Enunciado 1 :: Segundo o texto sobre sondagens de escrita, de que forma a coordenadora Nelcilene diz que o diagnóstico deve ser realizado?

━━━━━━

Nessa reflexão das formadoras locais fica evidente que elas estavam tentando se aproximar o mais possível dos coordenadores de modo a fazê-los compreender a importância de se conhecer o que os alunos já sabem para, a partir disso, propor atividades desafiadoras.

Sabemos que não adianta apenas realizar sondagens com campo semântico definido se nas salas de aula isso não potencializar o que pode ser oferecido como atividades para os alunos avançarem. Entendemos que a sondagem é mais uma fonte de informação sobre os saberes dos alunos. Utilizam-se ainda escrita de listas, de bilhetes, de textos diversos que tenham sentido, que sejam compartilhados com outras crianças e com a comunidade, atividades essas que servem para contribuir com escritas cada vez mais elaboradas e interessantes.

Enfim, é possível e recomendável conhecer as hipóteses de escrita das crianças num percurso, sem a necessidade de confiar em produções esparsas, esporádicas e descontextualizadas que talvez não reflitam tudo aquilo que o aluno sabe.

Renata Frauendorf

Em outro momento, formulamos uma questão para problematizar com os coordenadores o que vínhamos observando nas escolas e em relatórios: Do ponto de vista dos investimentos em formação, a partir dos diagnósticos analisados, quais demandas formativas permanecem?

A coordenadora Nelcilene, da Escola José Anchieta, apresentou alguns pontos relevantes para discussão com a equipe de professores a partir do que vinha observando em sua escola, tais como:
♦ analisar respeitando os saberes dos alunos, pois todas as sondagens estão “a menos”;

♦ reconhecer a importância dos critérios para a realização do diagnóstico: escolher poucas palavras e organizá-las em ordem decrescente, do polissílabo ao monossílabo, pois a reflexão não é gerada pela quantidade de palavras escritas pela criança;

♦ observar que a escrita de uma frase envolve uma das palavras ditadas;

♦ entender a importância de solicitar ao aluno que ele realize a leitura ao final de cada palavra ditada;

♦ compreender que o diagnóstico deve ser realizado individualmente.

━━━━━━

Enunciado 2 :: Reproduza as linhas dos registros, começando pela linha com "Where can you find the soccer" e seguindo até o fim dos registros. Deixe as imagens de fora.

Linhas do conjunto de dados sobre onde os objetos aparecem
━━━━━━

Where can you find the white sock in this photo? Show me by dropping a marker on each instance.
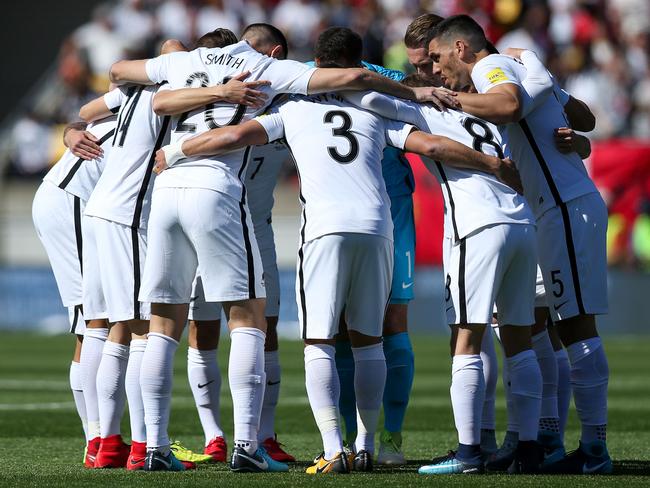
(467, 396)
(369, 382)
(563, 387)
(247, 381)
(323, 391)
(156, 375)
(491, 375)
(78, 395)
(271, 395)
(526, 387)
(134, 392)
(589, 379)
(549, 419)
(205, 381)
(111, 394)
(91, 355)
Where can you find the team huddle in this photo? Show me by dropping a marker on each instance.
(160, 215)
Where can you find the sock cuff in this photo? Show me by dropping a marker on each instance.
(466, 361)
(201, 356)
(138, 345)
(154, 335)
(373, 352)
(101, 334)
(523, 356)
(115, 349)
(252, 331)
(581, 349)
(271, 357)
(397, 341)
(319, 351)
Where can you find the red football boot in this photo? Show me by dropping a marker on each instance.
(217, 448)
(113, 452)
(136, 456)
(274, 449)
(91, 452)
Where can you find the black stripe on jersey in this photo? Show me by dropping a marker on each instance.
(301, 249)
(130, 110)
(452, 205)
(80, 161)
(164, 129)
(462, 295)
(247, 241)
(568, 235)
(77, 232)
(136, 272)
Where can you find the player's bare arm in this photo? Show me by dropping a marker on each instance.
(357, 79)
(440, 148)
(501, 105)
(567, 140)
(236, 90)
(81, 142)
(212, 142)
(579, 115)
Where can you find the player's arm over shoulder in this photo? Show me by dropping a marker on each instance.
(499, 98)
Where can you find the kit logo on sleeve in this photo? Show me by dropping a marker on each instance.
(496, 75)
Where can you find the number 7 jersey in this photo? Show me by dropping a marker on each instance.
(337, 148)
(205, 67)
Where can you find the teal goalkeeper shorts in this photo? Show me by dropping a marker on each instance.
(401, 209)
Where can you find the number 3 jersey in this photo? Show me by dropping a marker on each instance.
(473, 199)
(123, 192)
(208, 67)
(337, 148)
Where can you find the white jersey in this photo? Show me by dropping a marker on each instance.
(78, 176)
(264, 165)
(549, 176)
(473, 199)
(123, 193)
(208, 67)
(337, 148)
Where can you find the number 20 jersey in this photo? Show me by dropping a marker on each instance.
(209, 67)
(337, 148)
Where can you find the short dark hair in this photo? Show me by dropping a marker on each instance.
(415, 80)
(419, 30)
(336, 45)
(462, 26)
(267, 33)
(217, 38)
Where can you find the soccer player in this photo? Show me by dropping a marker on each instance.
(571, 215)
(185, 241)
(356, 245)
(57, 214)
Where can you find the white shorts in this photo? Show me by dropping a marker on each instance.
(572, 243)
(192, 229)
(119, 261)
(343, 271)
(202, 310)
(57, 219)
(495, 264)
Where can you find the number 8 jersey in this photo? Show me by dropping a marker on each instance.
(208, 67)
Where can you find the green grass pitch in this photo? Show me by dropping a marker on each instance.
(41, 442)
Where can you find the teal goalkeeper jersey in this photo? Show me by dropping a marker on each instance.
(396, 169)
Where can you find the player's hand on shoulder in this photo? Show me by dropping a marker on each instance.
(507, 173)
(241, 92)
(442, 98)
(564, 139)
(82, 144)
(161, 162)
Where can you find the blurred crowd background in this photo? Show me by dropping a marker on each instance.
(598, 49)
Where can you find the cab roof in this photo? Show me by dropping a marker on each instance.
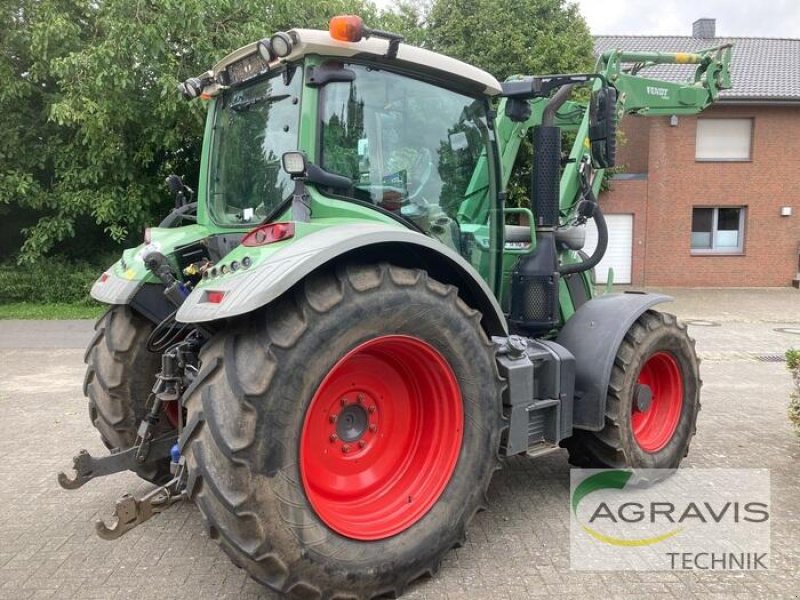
(314, 41)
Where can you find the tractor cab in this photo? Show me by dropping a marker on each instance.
(385, 126)
(329, 361)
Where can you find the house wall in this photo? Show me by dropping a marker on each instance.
(674, 182)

━━━━━━

Resultado correto 1 :: Individualmente.

Resultado correto 2 ::
Where can you find the soccer player in this photo? Show me by dropping a marker on each instance.
(571, 215)
(185, 241)
(356, 245)
(57, 214)
Where can you find the white shorts in this photo? Show me by dropping a marker on each instance.
(572, 243)
(192, 229)
(119, 261)
(343, 271)
(202, 310)
(57, 219)
(495, 264)
Where can you find the number 8 jersey in this photo? Show me by dropping a marker on each instance.
(208, 67)
Where can you find the green grass pitch in this photo? Show me by dropping a marker on each instance.
(41, 442)
Where can you find the teal goalkeeper jersey in this photo? Show me by dropping a marker on each instance.
(396, 169)
Where can you find the player's hand on shoulder in this photo? Show me by dropping a marker on each instance.
(507, 173)
(241, 92)
(442, 98)
(564, 139)
(82, 144)
(161, 162)
Where can you find the blurred crowd background in this photo? Show me by dropping a marker on each instance.
(598, 49)
Where can you find the cab roof in this photo? Show me by dropping a marker on each instance.
(314, 41)
Where can you find the tractor cab in this photo? Show me by dropping a marker on each instance.
(385, 126)
(329, 361)
Where can you find the house wall in this photo? Show me by dropping a marker on each instance.
(674, 182)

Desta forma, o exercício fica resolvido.